**What the exercise asks**
Can you transcribe every line exactly and leave the pictures behind?
# # # # # # #
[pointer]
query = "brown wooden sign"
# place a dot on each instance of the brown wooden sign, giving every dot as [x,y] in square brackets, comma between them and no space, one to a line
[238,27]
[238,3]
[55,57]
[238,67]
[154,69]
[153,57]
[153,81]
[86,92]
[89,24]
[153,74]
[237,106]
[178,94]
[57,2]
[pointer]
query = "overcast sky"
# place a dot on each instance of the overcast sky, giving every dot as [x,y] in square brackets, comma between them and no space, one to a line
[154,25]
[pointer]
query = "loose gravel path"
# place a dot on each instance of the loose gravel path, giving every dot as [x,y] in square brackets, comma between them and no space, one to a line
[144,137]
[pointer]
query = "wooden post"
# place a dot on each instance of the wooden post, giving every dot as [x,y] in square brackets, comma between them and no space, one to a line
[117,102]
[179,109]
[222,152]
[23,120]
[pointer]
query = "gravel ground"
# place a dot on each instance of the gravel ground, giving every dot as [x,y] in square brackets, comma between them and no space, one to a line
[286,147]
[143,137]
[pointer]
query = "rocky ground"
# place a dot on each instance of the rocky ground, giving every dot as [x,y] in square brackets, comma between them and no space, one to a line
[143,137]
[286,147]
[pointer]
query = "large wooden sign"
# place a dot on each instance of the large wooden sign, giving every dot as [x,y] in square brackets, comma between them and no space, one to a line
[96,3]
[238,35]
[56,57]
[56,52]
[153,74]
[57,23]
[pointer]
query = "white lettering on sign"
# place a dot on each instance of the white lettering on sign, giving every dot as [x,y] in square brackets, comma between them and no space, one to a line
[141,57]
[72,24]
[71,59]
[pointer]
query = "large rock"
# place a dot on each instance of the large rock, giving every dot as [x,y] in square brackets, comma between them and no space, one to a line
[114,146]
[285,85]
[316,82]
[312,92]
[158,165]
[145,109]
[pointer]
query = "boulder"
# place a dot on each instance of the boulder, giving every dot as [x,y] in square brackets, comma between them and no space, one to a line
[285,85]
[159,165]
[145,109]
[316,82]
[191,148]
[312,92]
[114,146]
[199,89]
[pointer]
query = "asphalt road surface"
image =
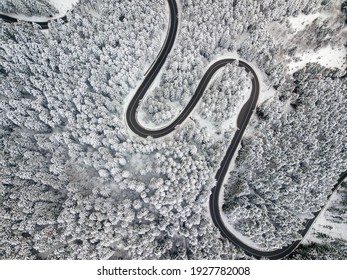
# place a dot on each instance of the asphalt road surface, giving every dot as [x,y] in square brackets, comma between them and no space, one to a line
# # # # # # #
**Final result**
[pointer]
query = "brown wooden sign"
# place a dot on each instance of the brown wooden sign, giving every dot as [x,y] in square brackets, comma between them and no space, one to a line
[238,27]
[238,3]
[55,57]
[238,67]
[154,69]
[153,57]
[153,81]
[86,92]
[89,24]
[153,74]
[237,106]
[178,94]
[57,2]
[pointer]
query = "overcast sky"
# place a dot on each instance of the overcast sky, giving every dot as [x,y] in square brackets, comma between them and no space, one to a line
[154,25]
[pointer]
query = "loose gravel path"
# place a dot on each instance of the loose gravel path, giving every dot as [x,y] in square brackets, comma between them and no space, one to a line
[144,137]
[pointer]
query = "wooden post"
# place a dot on each instance of the wooden post, giving every dot as [x,y] in square brackets, comma between them and no space, one to a line
[117,102]
[179,109]
[222,152]
[23,120]
[pointer]
query = "gravel ground"
# place a dot on each instance of the gravel ground, giving every dot as [x,y] in square brackets, comma between them and no space, one to a line
[286,147]
[143,137]
[pointer]
query = "rocky ground"
# place a dot on each instance of the rocky ground, giving every dot as [x,y] in square brackets, comma between them and no space, one to a line
[143,137]
[286,147]
[pointer]
query = "large wooden sign"
# place a dot on each instance of the large wooden sign, giving every dot as [x,y] in square brackets, comma between them and no space, one to a line
[96,3]
[238,35]
[56,57]
[56,52]
[153,74]
[57,23]
[pointer]
query = "white lettering on sign"
# place a dot on each instance of the white lettering on sign, giving every dot as [x,y] in square brackets, comma between them and no space, one to a line
[141,57]
[72,24]
[71,59]
[pointer]
query = "large rock"
# place a dot on each instance of the large rock, giving every dot as [x,y] in square brackets, comma between them and no space, one to a line
[114,146]
[285,85]
[316,82]
[312,92]
[158,165]
[145,109]
[pointer]
query = "boulder"
# place a dot on each instance of the boulder, giving every dot as [x,y] in square brackets, comma between them and no space, one to a line
[285,85]
[159,165]
[145,109]
[316,82]
[191,148]
[312,92]
[114,146]
[199,89]
[pointer]
query = "asphalt road surface"
image =
# place a dot on each instance of the asphalt road surface, giving every dot as [x,y] in square brackets, comma between them and no space, one to a line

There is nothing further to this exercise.